:: Selected passage
Objective: After noting a marked rise in cholecystectomies in the pediatric population, this study looked for trends in patient demographics, risk factors, clinical presentations, diagnostic procedures, treatment procedures, and primary diagnoses of pediatric patients undergoing cholecystectomy from 1994-2000 in the community hospital setting in Salem, Oregon.
Methods: A retrospective chart review of 116 patients ages birth to 18 years undergoing cholecystectomy at Salem Hosptial between 1994-2000.
Results: 87% (101) of the subjects were female and 13% (15) were male. 76% (88) were white, 17% (20) Hispanic, and 1% black. The average age was 15.88 years (SD=2.47) and 96% (111) were 11-18 years. 75% (87) of the females were postmenarchal and 32% (37) had a history of pregnancy. 61% of the subjects were obese (BMI>25). Only 2% or less had hemolytic disease, history of TPN, or ileal disease or resection. 53% (61) had normal liver function lab values. 82% (95) presented with right upper quadrant or epigastric pain, 53% (61) with nausea and/or vomiting, and 4% (5) with a fever. (99% (115) had an ultrasound as part of the diagnostic workup. The most common diagnosis was biliary colic/cholelithiasis/chronic cholecystitis with 91% (106). 91% (105) had a laparoscopic cholecystectomy and 83% (96) had an IOC.
Conclusion: There had been an increased incidence of pediatric cholecystectomies since the early 1990's at Salem Hospital in Salem, Oregon. According to this study the major risk factors for pediatric gallbladder disease include: female gender, post menarche, history of pregnancy, and obesity. The most common presenting symptoms for ages 11-18 include right upper quadrant or epigastric pain and nausea/vomiting. With 53% of the subjects having normal liver function lab values it is clear that they should not be relied upon for diagnosis. Ultrasound is the diagnostic procedure of choice and laparoscopic cholecystectomy is the treatment of choice.
::::
According to the conclusion of the pediatric cholecystectomy study, what are the major risk factors for pediatric gallbladder disease? List every one.
:: Study material
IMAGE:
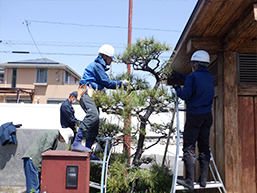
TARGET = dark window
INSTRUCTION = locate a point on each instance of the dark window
(247, 68)
(42, 75)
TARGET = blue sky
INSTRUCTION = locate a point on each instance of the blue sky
(71, 31)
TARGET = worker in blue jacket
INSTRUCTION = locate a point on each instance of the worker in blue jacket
(67, 113)
(94, 78)
(198, 93)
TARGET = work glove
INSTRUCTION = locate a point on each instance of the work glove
(176, 86)
(175, 74)
(125, 83)
(81, 90)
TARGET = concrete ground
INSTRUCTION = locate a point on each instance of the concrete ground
(156, 152)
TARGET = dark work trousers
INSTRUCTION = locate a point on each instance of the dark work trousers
(90, 123)
(197, 128)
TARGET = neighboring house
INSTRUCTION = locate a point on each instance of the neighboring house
(41, 81)
(227, 29)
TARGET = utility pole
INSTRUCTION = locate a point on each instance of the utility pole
(127, 138)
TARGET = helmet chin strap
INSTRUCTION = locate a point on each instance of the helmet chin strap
(194, 66)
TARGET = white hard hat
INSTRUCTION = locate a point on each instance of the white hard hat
(201, 56)
(66, 133)
(107, 49)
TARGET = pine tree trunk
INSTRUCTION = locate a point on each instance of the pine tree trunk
(141, 140)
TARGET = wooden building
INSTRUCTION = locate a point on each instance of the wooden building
(227, 29)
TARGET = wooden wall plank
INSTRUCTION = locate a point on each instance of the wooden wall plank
(247, 143)
(255, 129)
(231, 145)
(219, 120)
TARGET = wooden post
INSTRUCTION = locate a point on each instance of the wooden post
(231, 138)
::::
- [Task answer]: Female gender, post menarche, history of pregnancy, and obesity.